* [Task instructions]:
A single figure is required: the number of lines in the data below that hold the word "blue".

*** Listed entries ***

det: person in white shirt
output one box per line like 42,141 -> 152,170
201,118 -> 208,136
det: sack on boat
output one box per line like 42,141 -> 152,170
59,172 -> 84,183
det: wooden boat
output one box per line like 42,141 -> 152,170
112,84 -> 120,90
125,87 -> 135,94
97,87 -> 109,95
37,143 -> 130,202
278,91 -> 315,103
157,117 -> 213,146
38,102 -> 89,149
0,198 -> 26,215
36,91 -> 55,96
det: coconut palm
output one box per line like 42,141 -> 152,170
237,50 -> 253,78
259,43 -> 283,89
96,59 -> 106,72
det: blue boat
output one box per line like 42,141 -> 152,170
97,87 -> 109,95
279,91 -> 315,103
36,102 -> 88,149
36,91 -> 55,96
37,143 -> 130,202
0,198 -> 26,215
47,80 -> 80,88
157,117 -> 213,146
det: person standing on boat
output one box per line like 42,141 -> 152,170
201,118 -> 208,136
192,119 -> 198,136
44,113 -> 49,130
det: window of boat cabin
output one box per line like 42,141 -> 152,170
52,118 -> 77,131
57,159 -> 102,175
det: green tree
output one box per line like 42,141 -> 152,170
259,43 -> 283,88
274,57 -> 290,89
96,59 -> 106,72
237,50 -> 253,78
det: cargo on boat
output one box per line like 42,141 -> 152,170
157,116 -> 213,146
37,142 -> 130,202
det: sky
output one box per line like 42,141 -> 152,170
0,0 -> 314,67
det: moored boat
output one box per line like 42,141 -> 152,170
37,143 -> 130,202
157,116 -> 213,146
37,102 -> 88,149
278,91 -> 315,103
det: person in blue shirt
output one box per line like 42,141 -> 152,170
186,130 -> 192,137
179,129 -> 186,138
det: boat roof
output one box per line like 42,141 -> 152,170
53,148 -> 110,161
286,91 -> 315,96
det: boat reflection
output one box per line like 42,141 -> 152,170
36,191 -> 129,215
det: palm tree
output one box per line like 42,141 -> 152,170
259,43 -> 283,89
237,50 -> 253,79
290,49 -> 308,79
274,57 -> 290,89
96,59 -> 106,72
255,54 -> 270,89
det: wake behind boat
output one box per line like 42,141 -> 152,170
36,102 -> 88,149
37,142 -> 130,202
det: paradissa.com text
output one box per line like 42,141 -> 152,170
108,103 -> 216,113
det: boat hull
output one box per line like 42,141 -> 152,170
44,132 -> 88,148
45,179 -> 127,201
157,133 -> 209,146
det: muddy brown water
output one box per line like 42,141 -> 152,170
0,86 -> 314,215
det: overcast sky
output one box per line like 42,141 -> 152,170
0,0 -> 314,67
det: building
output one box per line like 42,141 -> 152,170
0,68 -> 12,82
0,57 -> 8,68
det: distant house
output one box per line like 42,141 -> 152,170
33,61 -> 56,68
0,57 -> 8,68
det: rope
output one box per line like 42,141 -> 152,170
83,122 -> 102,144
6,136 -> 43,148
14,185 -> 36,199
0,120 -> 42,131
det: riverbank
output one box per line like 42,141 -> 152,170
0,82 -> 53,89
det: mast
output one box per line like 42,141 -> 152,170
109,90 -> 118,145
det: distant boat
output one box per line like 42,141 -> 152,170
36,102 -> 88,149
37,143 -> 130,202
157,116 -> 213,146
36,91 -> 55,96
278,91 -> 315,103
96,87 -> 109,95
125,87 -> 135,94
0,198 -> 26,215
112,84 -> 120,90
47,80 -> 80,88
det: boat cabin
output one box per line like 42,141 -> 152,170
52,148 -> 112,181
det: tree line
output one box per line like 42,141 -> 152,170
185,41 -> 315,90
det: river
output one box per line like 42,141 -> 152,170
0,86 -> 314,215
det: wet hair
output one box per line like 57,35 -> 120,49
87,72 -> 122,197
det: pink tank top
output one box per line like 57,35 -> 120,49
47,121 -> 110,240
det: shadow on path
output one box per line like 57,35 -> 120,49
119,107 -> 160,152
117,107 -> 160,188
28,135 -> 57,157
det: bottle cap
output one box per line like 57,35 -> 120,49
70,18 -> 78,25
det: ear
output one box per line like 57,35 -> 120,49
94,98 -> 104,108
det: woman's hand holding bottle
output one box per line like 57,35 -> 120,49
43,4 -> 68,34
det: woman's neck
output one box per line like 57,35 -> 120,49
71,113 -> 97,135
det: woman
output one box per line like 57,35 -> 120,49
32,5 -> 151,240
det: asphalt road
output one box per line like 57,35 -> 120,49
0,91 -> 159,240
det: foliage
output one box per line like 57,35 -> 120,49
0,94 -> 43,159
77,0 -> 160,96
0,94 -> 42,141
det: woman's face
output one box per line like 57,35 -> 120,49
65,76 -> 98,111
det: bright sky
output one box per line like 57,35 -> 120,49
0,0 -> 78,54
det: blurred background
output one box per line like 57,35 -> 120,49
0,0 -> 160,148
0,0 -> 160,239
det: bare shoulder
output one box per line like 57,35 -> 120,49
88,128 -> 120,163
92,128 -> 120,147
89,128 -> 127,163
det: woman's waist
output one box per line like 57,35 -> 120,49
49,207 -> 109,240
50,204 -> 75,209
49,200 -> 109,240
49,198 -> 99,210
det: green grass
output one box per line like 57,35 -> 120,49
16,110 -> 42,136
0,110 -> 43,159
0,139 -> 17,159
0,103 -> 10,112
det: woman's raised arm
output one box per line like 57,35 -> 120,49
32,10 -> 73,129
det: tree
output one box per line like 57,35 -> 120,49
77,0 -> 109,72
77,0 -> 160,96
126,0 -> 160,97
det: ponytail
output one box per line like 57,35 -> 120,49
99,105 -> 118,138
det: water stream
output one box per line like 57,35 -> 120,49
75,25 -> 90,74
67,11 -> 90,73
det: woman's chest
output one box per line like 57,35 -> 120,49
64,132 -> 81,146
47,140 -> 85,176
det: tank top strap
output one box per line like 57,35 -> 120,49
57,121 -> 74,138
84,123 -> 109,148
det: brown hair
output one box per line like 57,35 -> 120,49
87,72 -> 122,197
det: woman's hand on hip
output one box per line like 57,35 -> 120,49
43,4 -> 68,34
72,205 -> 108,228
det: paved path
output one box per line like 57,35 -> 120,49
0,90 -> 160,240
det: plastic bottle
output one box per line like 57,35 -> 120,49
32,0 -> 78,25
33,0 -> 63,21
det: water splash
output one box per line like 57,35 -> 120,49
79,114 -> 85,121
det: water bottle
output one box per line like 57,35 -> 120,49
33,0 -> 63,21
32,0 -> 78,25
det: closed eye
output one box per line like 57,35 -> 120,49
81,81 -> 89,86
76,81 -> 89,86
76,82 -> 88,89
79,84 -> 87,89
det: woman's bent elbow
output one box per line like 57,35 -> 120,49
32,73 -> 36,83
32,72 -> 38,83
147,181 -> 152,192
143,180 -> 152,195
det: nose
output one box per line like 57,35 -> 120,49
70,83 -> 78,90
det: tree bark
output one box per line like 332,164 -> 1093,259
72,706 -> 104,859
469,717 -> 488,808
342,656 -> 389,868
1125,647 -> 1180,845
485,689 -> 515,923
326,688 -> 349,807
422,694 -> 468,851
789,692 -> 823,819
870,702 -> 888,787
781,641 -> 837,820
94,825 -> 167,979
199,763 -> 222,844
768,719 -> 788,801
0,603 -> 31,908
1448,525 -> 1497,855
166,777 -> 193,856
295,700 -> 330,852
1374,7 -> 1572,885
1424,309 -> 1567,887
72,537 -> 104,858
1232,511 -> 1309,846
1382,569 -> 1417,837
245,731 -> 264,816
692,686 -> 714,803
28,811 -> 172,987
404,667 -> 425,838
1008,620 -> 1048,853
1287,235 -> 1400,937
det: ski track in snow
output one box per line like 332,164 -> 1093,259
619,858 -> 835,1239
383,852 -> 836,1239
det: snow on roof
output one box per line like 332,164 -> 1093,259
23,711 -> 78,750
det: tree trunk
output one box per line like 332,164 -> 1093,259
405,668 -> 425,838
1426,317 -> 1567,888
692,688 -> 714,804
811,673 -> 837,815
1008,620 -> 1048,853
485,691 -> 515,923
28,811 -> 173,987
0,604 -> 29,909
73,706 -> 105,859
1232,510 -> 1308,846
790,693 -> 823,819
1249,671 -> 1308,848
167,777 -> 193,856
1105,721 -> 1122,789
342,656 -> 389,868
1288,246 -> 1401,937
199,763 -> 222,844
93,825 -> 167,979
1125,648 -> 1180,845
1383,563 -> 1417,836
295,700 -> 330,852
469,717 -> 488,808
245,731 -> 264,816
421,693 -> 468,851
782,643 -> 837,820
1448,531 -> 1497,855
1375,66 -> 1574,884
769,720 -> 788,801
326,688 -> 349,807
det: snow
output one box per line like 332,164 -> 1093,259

*** End of Listed entries ***

* [Task response]:
2